'Men use Islam to do whatever they want'
For her, there’s no doubt about it: women in Afghanistan are treated as second-class citizens. That certainty is a continuous source of pain, anger and motivation to keep working, because she is convinced that another world for women is possible. Razia Arefi coordinates the activities of Mothers for Peace in Afghanistan.
We meet each other for the first time in Kabul, 2011. Razia Arefi brings me to the waiting room of a neighbourhood health centre, where women and children wait their turn to visit the female doctor on duty, or where they cling to Razia because they didn’t get a number. Noeria, for example, walked for a couple of hours to get here, but she arrived too late. The government imposes a maximum of fifty consultations per day and unfortunately Razia Arefi has to follow this rule.
In the conversations with these women, the repression of the late nineties and the Taliban years recurs like a nightmare of which the memory doesn’t fade away. They dream of a better life for their daughters and education plays a key role in this.
Exactly two years later I ask Razia what she dreams of. She has everything the women in the Kabul neighbourhood of Dast-e-Barchi and in the women’s centre of Istalif lack: she is well educated, has a challenging job, lots of freedom and a good marriage. “Peace”, she says without much hesitation. “A definitive end to the nightmare of the Taliban violence. When there is peace, women can work out their own future plans.” When I insist on a more personal dream, she simply says seriously: “I hope to be able to continue working for women in an honest and sincere way.”
Razia Arefi was born in December 1980. Tens of thousands of Soviet soldiers had been present in Afghanistan for nearly a year to sustain a communist regime that was barely supported by its own population. Her parents fled and she grew up in Teheran, far away from the violence, insecurity and privation of the wars that destroyed the economy and culture of Afghanistan, and changed the old fragile relations between ethnic, religious and linguistic communities into complex enmities.
Millions of Afghans survived the years of war as refugees in Pakistan or Iran. Both countries offered education and healthcare without much support from the international community. “We didn’t live in a traditional Afghan way, but like Iranians”, says Razia. “Iran gives girls and women many possibilities. You can’t choose the way you dress on the street, but that doesn’t matter to me. You could study there, and that is what’s important.”
Her parents also valued education for their seven children, boys and girls. When her father chose a husband for Razia this was an important criterion: it had to be someone who studied and who would let his bride do the same. She was fifteen, he was thirty.

__Work instructions__
Can you pick up the profile of Razia Arefi after its final sentence and keep it going? The material that comes next is from a separate source, unrelated to the profile of Razia Arefi.

__Supplied data__
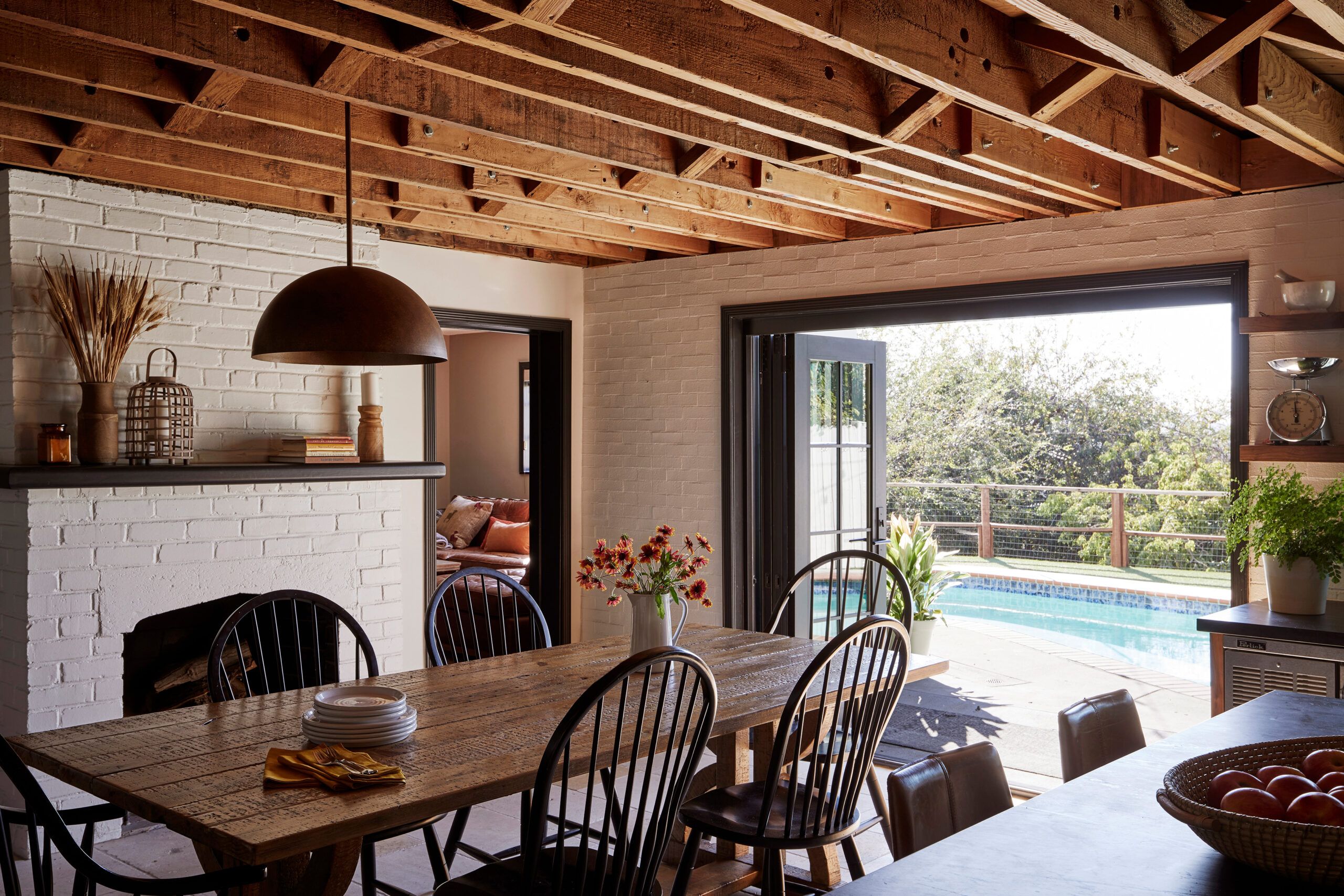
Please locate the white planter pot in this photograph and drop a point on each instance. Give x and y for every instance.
(649, 629)
(1296, 589)
(921, 633)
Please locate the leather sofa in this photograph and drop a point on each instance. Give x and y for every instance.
(474, 555)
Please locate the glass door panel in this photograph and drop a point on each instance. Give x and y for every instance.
(839, 455)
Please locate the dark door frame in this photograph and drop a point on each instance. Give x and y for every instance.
(1116, 291)
(550, 481)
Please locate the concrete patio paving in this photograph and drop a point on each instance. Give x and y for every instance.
(1003, 687)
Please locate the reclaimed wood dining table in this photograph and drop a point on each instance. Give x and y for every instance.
(1104, 833)
(483, 729)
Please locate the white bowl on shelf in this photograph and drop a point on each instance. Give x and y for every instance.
(1309, 294)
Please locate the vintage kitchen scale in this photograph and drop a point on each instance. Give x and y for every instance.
(1297, 416)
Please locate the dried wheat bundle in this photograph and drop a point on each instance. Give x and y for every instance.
(100, 313)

__Written answer__
“If I’m standing where I am today, then it’s thanks to my husband”, Razia Arefi says. He encouraged her to finish her studies, to learn English, to work outside the home. Yet their first years of marriage weren’t carefree. When after four years there was still no baby, her husband’s family started insisting on a second marriage to secure posterity. “The birth of my first child, a son, was therefore the happiest day of my life. An enormous burden fell from my shoulders.”
And what day was the most painful in her young life? To that question the answer comes arduously. “There is no one moment that stands out. Life in Afghanistan is a series of hard moments. Every time I hear how men treat their wives I get upset.” She tells the story of a woman who was repeatedly pregnant with girls. Every time she was snubbed, humiliated and sometimes even abused. When she was pregnant again her husband threatened her: “If it’s a girl again, I’ll kill you and the child.” ‘How is that possible?’ Razia asks indignantly.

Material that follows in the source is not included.